A typical use of a for statement is to build up a table by repeating a random computation many times and storing each result as a new row. The append method of a table takes a sequence and adds a new row. It's different from with_row because a new table is not created; instead, the original table is extended. The cell below draws 100 cards, but keeps only the aces.

In [5]:

aces = Table(['Rank', 'Suit'])
for i in np.arange(100):
    card = deck.row(np.random.randint(deck.num_rows))
    if card.item(0) == 'A':
        aces.append(card)
        
aces

Out[5]:

Rank	Suit
A	♠︎
A	♣︎
A	♥︎
A	♦︎
A	♠︎
A	♦︎

This pattern can be used to track the results of repeated experiments. For example, perhaps we want to learn about the empirical properties of some randomly drawn poker hands. Below, we track whether the hand contains four-of-a-kind or five cards of the same suit (called a flush).

In [6]:

hands = Table(['Four-of-a-kind', 'Flush'])
for i in np.arange(10000):
    hand = deck.sample(5)
    four_of_a_kind = max(hand.group('rank').column('count')) == 4
    flush = max(hand.group('suit').column('count')) == 5
    hands.append([four_of_a_kind, flush])
    
hands

Out[6]:

Four-of-a-kind	Flush
False	False
False	False
False	False
False	False
False	False
False	False
False	False
False	False
False	False
False	False

... (9990 rows omitted)

A for statement can also iterate over a sequence of labels. We can use this feature to summarize the results of our experiment. These are rare hands indeed!

In [7]:

for label in hands.labels:
    success = np.count_nonzero(hands.column(label))
    print('A', label, 'was drawn', success, 'of', hands.num_rows, 'times')

A Four-of-a-kind was drawn 2 of 10000 times
A Flush was drawn 22 of 10000 times

Randomized response¶

Next, we'll look at a technique that was designed several decades ago to help conduct surveys of sensitive subjects. Researchers wanted to ask participants a few questions: Have you ever had an affair? Do you secretly think you are gay? Have you ever shoplifted? Have you ever sung a Justin Bieber song in the shower? They figured that some people might not respond honestly, because of the social stigma associated with answering "yes". So, they came up with a clever way to estimate the fraction of the population who are in the "yes" camp, without violating anyone's privacy.

Here's the idea. We'll instruct the respondent to roll a fair 6-sided die, secretly, where no one else can see it. If the die comes up 1, 2, 3, or 4, then respondent is supposed to answer honestly. If it comes up 5 or 6, the respondent is supposed to answer the opposite of what their true answer would be. But, they shouldn't reveal what came up on their die.

**Set of tasks**
(1) Please copy from the text on for statements, starting at "hands = Table(['Four-of-a-kind', 'Flush'])" and ending at "hands.append([four_of_a_kind, flush])".
(2) In the text on for statements, what is a respondent told to do if the die comes up 5 or 6?

**Record excerpts**
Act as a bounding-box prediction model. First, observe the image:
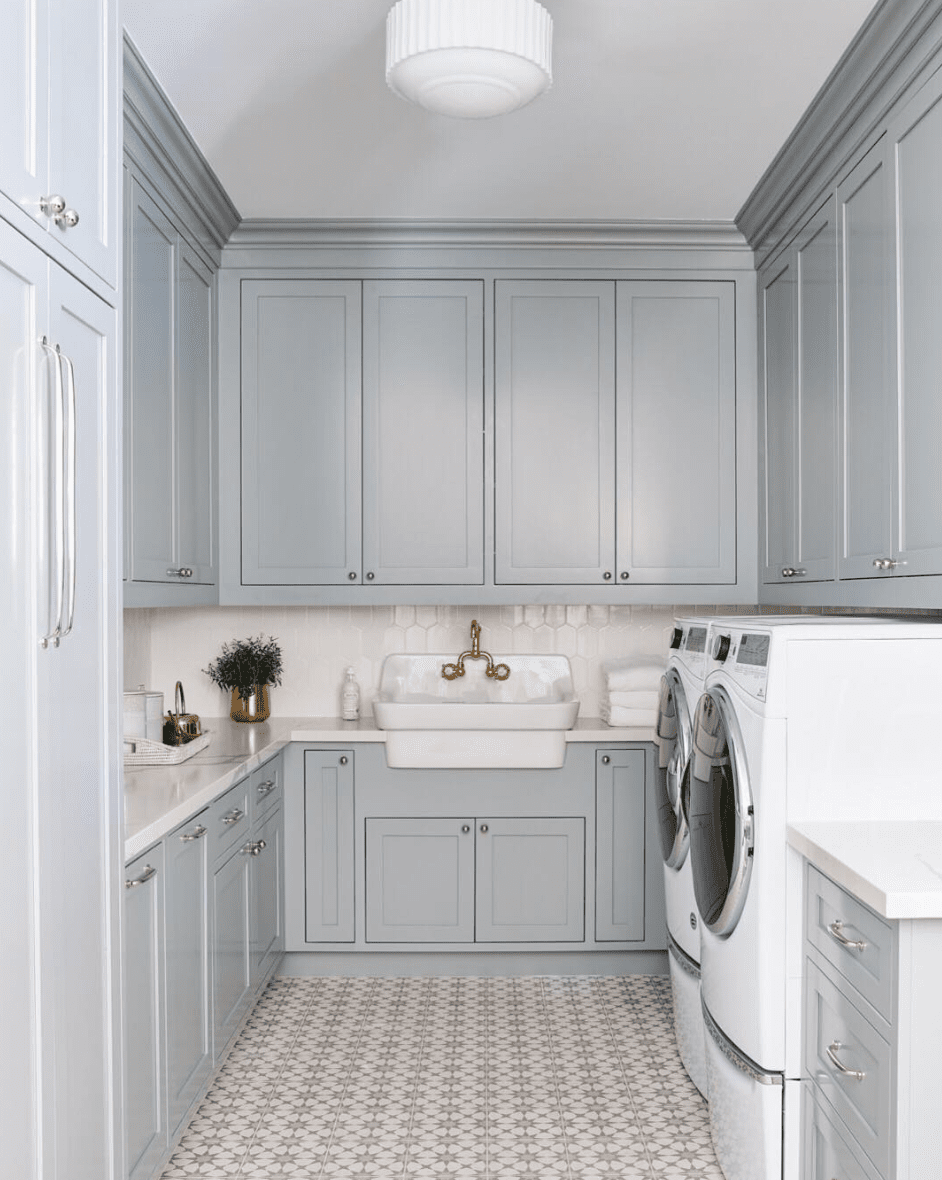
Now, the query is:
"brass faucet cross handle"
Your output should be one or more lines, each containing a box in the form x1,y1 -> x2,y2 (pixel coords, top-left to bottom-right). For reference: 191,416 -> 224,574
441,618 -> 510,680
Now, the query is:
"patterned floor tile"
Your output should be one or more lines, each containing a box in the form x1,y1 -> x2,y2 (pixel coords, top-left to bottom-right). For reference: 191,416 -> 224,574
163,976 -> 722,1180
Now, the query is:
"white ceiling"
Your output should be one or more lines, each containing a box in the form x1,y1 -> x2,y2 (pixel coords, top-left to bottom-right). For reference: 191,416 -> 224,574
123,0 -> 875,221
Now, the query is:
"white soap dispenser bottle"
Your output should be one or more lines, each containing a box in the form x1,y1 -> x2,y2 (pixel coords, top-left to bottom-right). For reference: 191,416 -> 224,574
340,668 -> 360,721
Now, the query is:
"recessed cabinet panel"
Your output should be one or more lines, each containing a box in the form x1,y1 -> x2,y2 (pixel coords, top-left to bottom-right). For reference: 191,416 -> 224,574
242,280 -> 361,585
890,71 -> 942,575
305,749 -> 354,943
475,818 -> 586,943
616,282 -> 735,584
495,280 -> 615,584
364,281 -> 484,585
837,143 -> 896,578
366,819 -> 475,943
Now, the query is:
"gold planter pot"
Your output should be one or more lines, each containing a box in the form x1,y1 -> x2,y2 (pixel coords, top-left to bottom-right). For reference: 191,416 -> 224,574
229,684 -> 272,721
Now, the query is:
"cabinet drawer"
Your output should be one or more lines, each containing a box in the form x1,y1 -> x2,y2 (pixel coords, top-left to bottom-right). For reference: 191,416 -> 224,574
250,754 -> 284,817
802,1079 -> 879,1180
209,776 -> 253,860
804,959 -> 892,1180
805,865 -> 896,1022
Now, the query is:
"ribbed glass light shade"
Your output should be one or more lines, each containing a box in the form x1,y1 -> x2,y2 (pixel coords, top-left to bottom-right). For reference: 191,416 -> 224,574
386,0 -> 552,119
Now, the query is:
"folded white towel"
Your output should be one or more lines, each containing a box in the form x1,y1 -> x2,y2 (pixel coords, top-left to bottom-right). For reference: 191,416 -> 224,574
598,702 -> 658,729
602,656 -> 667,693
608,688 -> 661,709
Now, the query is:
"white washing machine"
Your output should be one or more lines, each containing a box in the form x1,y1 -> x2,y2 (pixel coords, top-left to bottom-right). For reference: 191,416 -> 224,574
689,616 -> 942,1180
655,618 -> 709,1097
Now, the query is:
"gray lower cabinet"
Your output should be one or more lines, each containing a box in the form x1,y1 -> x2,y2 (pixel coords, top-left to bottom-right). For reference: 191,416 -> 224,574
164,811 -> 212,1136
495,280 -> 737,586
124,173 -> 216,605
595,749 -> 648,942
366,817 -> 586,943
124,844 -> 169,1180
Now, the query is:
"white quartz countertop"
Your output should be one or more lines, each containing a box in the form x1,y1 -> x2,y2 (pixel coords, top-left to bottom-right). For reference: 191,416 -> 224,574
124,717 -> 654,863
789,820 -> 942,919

**Answers**
(1)
hands = Table(['Four-of-a-kind', 'Flush'])
for i in np.arange(10000):
    hand = deck.sample(5)
    four_of_a_kind = max(hand.group('rank').column('count')) == 4
    flush = max(hand.group('suit').column('count')) == 5
    hands.append([four_of_a_kind, flush])

(2) Answer the opposite of what their true answer would be.